CONSIGNES
1. Répondez, s'il vous plaît, à ces questions sur le texte consacré aux tapisseries de la vie du Christ :
(a) En quelle matière est la chaîne horizontale ?
(b) Quelle année figure dans le cartouche dédicataire ?
(c) Quels ateliers ont restauré la Nativité et la Circoncision ?
2. Reprenez le texte sur les tapisseries de la vie du Christ à la suite de sa dernière phrase.

TEXTE RETENU
Le cycle des tapisseries de la vie du Christ

(1er quart XVIle s. Ateliers-Aubusson)

Une série de 5 tapisseries du 1er quart du XVIIème s., peut-être tissées à Aubusson, représente six scènes fondamentales de la vie du Christ auquel est associée Marie, sa mère.

La chaîne horizontale est en laine blanche, la trame verticale en laines de couleur et soie de plusieurs couleurs.

Cette série forme un ensemble propre à l’église ND de Nantilly :

1 - Visitation ;

2 - Nativité-Circoncision ;

3 - Crucifixion ;

4 - Ascension ;

5 - Pentecôte.

Trois d’entre elles ont connu quelques vicissitudes au cours du XXème siècle : Visitation, Nativité-Circoncision, Ascension.

La Nativité-Circoncision, seule tapisserie double, comporte un cartouche dédicataire, dont voici le relevé (orthographe respectée) :

« CESTE TAPPESSERIE A ESTE FAICTE AUX DESPANS DE LA FABRICE DE CEANS
ESTANS LORS PROCUREURS DE LADICTE FABRICE MAISTRE JEAN PELLE Sr DE GRILLEMONT
URBAIN LEFORT ESTIENNE PESCHEUR ET MICHEL HARDOUIN L’AN 1619 »

La Nativité et la Circoncision (ainsi que la Visitation), ont été gravement attaquées par des rongeurs et des insectes et sont maintenant restaurées (ateliers Bobin Tradition -Paris). Les bordures sont identiques sur tous les côtés, lorsqu’elles existent encore, et sont illustrées de feuillages, de fruits et habitées de petits animaux, lapins, écureuils, oiseaux...

(Relevés d'annotation de position)
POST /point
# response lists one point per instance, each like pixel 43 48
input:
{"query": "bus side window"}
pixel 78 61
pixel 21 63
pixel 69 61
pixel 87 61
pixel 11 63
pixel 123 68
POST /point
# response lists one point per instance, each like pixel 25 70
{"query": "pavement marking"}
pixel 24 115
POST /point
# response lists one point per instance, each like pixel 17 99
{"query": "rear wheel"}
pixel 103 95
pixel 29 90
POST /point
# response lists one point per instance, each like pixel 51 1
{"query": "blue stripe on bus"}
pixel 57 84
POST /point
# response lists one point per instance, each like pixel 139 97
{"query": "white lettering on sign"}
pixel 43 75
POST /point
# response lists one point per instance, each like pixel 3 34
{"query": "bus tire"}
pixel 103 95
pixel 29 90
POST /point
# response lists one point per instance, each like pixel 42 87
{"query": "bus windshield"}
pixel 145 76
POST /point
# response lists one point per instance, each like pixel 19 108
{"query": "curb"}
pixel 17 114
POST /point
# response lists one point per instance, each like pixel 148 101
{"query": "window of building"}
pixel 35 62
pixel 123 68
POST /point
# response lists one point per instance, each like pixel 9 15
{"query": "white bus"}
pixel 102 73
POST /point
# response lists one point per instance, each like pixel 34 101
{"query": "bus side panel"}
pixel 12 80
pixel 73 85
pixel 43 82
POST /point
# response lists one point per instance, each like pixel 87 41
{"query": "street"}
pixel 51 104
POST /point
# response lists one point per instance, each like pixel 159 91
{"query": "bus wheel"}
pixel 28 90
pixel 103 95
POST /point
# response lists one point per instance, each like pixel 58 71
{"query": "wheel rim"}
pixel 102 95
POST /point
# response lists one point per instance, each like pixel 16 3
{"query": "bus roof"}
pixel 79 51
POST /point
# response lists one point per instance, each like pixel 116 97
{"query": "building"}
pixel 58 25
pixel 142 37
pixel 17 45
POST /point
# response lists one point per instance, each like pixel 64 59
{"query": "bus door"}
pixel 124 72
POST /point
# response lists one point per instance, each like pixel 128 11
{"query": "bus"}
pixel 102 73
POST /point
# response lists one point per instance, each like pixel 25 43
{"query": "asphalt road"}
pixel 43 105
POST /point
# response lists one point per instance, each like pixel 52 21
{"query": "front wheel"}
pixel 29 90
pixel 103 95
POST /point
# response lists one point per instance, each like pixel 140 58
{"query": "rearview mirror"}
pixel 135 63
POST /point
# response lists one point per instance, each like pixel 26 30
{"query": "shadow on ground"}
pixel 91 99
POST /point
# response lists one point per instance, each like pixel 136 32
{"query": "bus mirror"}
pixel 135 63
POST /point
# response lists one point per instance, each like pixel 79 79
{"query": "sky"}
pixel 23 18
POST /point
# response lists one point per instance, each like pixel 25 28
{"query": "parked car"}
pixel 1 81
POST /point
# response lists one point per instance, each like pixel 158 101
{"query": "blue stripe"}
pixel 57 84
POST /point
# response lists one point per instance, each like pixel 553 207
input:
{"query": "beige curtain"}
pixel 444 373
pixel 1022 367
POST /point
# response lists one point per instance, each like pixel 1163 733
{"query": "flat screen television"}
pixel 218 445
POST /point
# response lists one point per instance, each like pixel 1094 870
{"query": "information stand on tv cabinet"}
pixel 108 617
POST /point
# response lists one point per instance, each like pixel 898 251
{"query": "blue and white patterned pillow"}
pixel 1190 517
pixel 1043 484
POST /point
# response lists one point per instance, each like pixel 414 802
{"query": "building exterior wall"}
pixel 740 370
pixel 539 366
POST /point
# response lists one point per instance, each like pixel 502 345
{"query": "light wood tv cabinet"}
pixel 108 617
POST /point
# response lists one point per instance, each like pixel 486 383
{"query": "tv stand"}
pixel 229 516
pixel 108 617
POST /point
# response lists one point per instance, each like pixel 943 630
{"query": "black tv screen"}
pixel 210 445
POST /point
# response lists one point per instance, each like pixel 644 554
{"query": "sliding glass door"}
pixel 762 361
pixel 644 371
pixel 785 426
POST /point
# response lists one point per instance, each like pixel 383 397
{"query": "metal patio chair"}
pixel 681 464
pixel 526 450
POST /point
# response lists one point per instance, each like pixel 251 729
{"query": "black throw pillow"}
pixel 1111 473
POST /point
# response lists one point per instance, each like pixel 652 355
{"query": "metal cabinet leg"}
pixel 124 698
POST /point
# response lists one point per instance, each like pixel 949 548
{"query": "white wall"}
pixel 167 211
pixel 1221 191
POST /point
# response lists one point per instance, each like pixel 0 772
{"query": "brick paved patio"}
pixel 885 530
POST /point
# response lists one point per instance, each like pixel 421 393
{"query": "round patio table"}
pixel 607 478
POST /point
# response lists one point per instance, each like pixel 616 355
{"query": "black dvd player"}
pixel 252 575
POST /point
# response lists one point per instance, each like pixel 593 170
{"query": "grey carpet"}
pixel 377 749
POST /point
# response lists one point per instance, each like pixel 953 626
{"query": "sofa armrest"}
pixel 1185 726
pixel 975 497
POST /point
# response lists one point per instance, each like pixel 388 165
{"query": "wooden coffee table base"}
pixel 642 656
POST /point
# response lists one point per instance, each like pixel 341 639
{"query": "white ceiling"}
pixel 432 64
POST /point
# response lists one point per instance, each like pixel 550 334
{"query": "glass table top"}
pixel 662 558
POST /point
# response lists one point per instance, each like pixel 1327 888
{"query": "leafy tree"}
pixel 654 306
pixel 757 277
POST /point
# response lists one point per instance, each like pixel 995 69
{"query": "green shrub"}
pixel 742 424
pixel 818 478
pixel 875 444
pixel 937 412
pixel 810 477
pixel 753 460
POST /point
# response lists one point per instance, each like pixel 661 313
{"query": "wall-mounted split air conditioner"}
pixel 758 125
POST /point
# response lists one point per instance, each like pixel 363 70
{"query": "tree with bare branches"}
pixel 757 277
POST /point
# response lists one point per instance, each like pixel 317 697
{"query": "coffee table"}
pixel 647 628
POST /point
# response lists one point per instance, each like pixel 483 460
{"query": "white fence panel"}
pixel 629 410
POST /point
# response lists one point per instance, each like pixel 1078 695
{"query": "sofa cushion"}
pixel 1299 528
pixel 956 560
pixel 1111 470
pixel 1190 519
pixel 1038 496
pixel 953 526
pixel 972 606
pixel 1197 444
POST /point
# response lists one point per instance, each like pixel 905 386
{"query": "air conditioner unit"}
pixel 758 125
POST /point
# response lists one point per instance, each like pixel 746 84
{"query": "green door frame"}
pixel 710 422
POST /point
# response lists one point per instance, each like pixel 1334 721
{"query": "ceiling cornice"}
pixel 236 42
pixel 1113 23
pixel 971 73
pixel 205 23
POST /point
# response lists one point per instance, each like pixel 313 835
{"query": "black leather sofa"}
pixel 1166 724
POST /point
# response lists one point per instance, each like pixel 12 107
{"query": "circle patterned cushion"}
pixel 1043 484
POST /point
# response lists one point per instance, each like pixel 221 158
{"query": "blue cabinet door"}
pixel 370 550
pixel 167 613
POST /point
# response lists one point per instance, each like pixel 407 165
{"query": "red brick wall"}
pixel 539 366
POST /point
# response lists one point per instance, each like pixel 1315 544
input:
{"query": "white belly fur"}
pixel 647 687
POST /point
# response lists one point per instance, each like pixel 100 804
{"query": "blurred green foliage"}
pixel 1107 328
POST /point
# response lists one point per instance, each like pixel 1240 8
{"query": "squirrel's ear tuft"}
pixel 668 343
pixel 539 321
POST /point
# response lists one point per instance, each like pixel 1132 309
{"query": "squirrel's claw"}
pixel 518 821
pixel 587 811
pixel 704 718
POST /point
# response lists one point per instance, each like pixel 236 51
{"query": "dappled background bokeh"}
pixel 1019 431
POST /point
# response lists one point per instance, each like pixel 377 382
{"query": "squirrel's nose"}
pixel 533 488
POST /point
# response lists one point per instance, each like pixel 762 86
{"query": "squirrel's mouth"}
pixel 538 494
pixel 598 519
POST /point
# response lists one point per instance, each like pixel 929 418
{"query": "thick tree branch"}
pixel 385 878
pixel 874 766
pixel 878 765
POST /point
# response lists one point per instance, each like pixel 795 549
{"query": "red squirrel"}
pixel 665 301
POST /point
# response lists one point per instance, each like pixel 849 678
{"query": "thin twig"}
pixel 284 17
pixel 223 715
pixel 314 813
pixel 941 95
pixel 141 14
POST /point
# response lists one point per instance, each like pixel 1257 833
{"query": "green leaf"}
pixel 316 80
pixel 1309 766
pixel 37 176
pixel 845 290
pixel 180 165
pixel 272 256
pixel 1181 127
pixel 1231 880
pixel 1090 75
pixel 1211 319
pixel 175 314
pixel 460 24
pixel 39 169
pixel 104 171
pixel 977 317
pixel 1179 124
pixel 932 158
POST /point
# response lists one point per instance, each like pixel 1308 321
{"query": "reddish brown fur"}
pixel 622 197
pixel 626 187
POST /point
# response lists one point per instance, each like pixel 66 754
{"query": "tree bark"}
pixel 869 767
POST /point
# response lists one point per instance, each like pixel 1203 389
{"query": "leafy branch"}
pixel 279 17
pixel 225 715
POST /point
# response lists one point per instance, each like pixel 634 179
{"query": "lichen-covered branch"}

RÉPONSES
1.
(a) En laine blanche.
(b) 1619.
(c) Les ateliers Bobin Tradition, à Paris.

2.
Cette pièce présente les deux scènes mais a été privée de sa bordure supérieure. L’absence de perspective est moins sensible que dans la tapisserie de la Visitation. Dans la Circoncision et la Visitation, notamment dans l’arrière-plan, on peut remarquer des similitudes architecturales et de personnages, notamment des personnages féminins et bien sûr, dans la représentation de la Vierge. Elles confirment également par leur style, l’origine médiévale des cartons qui ont servi de modèle aux lissiers.

La Nativité

La Nativité

Dans un décor qui est bien celui d’une étable - la colonne séparant les deux scènes devant être rattachée à celle de la Circoncision - la Vierge, les mains jointes, se tient à côté de l’enfant qui apparaît nu. Joseph est derrière lui et le regarde. En bas, le petit personnage semble « souffler » avec sa trompette la lumière céleste qui inonde et nimbe l’enfant Jésus au point de le rendre quasiment invisible. Ceci sera symbolisé plus tard, par des petits anges toujours situés en haut, et souvent, de part et d’autre de la composition. Anges que l’on trouve ici en haut à gauche et se faisant face. A gauche, les bergers se pressent à la porte de l’étable pour admirer l’enfant. On retrouve aussi l’âne et le bœuf de la crèche traditionnelle, accompagnés ici, accompagnant sans doute les bergers, une chèvre et un chien. En bas de la scène, un panier rempli de fruits et bizarrement les morceaux d’une colonne brisée. En bas, dans le bandeau on peut lire, outre le nom des commanditaires et l’année de sa confection (voir ci-dessus) une description de la scène :

APORTES VISTETvENS ROSES VIOLETTES ET LYS LE RLS
DESCENDV DU Q EL EN TERRE EST GISANS PAR TERRE
FAVTEDEFOINT

La Circoncision

Dans cette scène le prêtre officie en présence de Marie, qui est derrière Jésus et à peine visible dans son nimbe, et de Joseph, tout à droite, détournant la tête. Jésus a également la tête nimbée.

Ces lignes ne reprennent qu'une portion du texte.